** Task objective **
Retype, without alteration, each line from the line containing "Find every instance of the equip" to the final line of the records.

** Exercise materials **
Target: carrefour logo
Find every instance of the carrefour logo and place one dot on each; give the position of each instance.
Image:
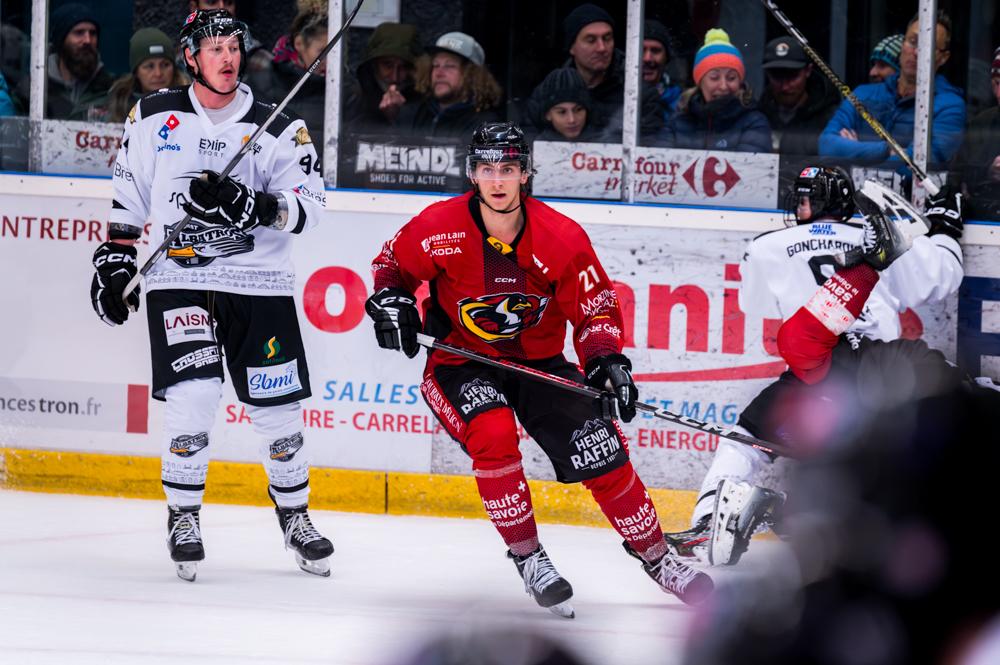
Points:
(169, 126)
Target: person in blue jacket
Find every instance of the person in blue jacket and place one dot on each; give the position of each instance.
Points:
(719, 112)
(892, 103)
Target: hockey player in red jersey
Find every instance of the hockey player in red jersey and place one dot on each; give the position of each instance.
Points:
(506, 273)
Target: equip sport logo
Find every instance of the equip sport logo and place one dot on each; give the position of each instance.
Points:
(502, 315)
(170, 125)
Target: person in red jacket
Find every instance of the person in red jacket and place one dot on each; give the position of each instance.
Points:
(506, 273)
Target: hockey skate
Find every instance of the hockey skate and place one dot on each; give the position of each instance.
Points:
(692, 543)
(312, 550)
(544, 583)
(741, 510)
(184, 540)
(676, 577)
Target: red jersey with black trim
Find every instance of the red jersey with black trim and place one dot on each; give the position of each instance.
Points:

** Worked solution **
Find every instance of the equip sport logo and place one dot on each; give the position of each instance.
Points:
(502, 315)
(170, 125)
Target: person in red jacket
Find every instance of the person in red jacket and place one dot on each; give the position of each instance.
Points:
(506, 273)
Target: hockey skate
Find every instance of the hockey skate and place one dot on each; give the position of each instance.
Points:
(692, 543)
(312, 550)
(544, 583)
(741, 510)
(184, 540)
(676, 577)
Target: red jersey with black trim
Find every instance of the red jersey with black trim and place one dot on each; give the position of each instance.
Points:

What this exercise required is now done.